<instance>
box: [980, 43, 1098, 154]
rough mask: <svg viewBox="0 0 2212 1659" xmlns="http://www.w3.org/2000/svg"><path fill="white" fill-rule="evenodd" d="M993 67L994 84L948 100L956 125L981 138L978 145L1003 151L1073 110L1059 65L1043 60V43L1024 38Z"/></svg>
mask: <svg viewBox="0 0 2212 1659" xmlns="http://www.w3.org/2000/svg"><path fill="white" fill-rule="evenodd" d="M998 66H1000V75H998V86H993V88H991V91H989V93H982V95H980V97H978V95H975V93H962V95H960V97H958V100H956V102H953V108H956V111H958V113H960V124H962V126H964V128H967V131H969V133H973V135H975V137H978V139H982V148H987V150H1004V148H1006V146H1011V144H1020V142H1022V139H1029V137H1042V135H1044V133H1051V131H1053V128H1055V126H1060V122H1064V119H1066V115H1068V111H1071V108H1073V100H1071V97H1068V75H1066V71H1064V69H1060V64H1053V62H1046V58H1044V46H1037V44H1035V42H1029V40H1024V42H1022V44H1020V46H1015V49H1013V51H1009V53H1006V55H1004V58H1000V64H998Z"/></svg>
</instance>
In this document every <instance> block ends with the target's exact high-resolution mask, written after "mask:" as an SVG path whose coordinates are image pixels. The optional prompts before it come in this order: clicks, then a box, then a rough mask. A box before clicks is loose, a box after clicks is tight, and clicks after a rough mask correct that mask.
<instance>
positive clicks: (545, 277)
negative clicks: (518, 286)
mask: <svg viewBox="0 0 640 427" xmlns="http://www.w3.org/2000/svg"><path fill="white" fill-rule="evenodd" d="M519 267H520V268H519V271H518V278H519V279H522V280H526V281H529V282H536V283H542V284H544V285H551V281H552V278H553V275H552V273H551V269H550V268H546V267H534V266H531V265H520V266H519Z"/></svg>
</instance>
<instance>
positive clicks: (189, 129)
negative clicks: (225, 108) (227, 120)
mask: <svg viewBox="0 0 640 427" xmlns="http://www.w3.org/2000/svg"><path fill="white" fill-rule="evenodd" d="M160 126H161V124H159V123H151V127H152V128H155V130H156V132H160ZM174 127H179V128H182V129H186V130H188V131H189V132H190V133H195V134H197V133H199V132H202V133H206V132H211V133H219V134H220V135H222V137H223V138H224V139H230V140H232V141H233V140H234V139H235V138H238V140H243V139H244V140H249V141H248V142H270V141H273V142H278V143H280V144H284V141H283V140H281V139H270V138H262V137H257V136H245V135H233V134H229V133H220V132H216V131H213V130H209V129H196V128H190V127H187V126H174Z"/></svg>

## Goal of the exercise
Write out the lines above exactly, starting with the first line and stopping after the line that contains "rough mask: <svg".

## Reply to the task
<instance>
box: [980, 43, 1098, 154]
rough mask: <svg viewBox="0 0 2212 1659" xmlns="http://www.w3.org/2000/svg"><path fill="white" fill-rule="evenodd" d="M993 67L994 84L948 100L956 125L981 138L978 145L1003 151L1073 110L1059 65L1043 60V43L1024 38Z"/></svg>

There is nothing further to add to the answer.